Data under study Block Start

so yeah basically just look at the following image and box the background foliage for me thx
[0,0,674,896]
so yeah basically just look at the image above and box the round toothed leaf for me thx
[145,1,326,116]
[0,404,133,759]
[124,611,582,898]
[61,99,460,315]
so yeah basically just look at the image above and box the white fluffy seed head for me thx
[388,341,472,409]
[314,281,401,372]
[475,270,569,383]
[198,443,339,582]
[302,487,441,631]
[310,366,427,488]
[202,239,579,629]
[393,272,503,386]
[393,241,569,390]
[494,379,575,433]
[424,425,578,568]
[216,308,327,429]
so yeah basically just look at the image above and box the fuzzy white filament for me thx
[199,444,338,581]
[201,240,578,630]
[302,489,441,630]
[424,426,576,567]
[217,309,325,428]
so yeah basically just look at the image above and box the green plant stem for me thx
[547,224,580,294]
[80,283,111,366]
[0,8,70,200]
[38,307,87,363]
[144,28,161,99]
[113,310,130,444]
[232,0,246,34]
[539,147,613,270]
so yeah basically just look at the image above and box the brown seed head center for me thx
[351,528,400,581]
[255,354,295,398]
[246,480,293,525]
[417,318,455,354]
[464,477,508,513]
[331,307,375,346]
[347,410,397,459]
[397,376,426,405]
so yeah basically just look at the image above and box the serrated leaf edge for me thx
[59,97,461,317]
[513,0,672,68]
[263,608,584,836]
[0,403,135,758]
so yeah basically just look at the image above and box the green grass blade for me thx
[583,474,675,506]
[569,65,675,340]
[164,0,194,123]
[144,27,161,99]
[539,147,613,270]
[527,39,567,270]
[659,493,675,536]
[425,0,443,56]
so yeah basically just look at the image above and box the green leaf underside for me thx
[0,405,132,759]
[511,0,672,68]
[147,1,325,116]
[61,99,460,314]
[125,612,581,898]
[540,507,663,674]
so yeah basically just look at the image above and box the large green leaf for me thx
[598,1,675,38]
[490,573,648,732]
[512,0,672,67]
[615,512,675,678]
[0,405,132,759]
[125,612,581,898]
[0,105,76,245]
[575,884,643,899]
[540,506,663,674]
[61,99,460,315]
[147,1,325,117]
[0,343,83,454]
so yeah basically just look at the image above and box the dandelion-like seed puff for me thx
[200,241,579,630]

Data under study Block End

Exercise
Copy every entry above word for word.

Task solution
so yeah basically just look at the following image and box the background foliage for me thx
[0,0,674,896]
so yeah basically just look at the image above and box the round toothed leaf for me thx
[145,1,326,116]
[0,404,133,759]
[124,611,582,898]
[61,99,460,315]
so yeah basically just look at the image above and box the white fluffy seed head for me thx
[388,341,472,409]
[314,281,401,372]
[475,270,569,383]
[198,443,339,582]
[302,487,441,631]
[310,366,427,488]
[202,239,579,629]
[393,272,503,386]
[393,241,569,390]
[494,379,575,433]
[424,425,578,568]
[216,308,327,429]
so yeah basically just look at the image above and box the fuzzy white filament for me thx
[199,444,338,581]
[201,240,578,630]
[302,489,441,630]
[424,426,576,567]
[217,309,325,428]
so yeah basically just look at the image above and box the green plant stem for me thx
[547,224,580,294]
[80,283,111,366]
[0,8,70,200]
[38,307,87,363]
[144,28,161,99]
[113,310,130,444]
[232,0,246,34]
[539,147,613,270]
so yeah basically just look at the image above and box the brown seed head center for me thx
[351,528,400,581]
[255,354,295,398]
[246,480,293,525]
[417,318,455,354]
[464,477,508,513]
[331,307,375,346]
[347,410,397,459]
[397,376,426,405]
so yeah basically just look at the image above and box the serrated leaf edge for me thx
[59,97,461,317]
[513,0,672,68]
[263,608,584,836]
[0,403,135,758]
so yeah basically just look at the image above and box the green grass blade for me thx
[583,474,675,506]
[569,65,675,340]
[164,0,194,123]
[144,27,161,99]
[539,147,613,270]
[527,39,567,270]
[659,493,675,536]
[425,0,443,56]
so yeah basically just look at the image above and box the green leaf underside for me thx
[0,405,132,759]
[511,0,672,68]
[147,1,325,116]
[61,99,460,314]
[125,612,581,898]
[540,507,663,674]
so yeah basically just look at the image above and box the large green leaf for me thx
[598,1,675,38]
[490,573,648,732]
[512,0,672,67]
[615,512,675,678]
[0,405,132,759]
[125,612,581,898]
[0,105,76,245]
[575,884,643,899]
[540,506,663,674]
[61,99,460,315]
[147,1,325,117]
[0,343,83,454]
so yeah basically just look at the image above and box the dandelion-like seed puff for me thx
[200,241,579,630]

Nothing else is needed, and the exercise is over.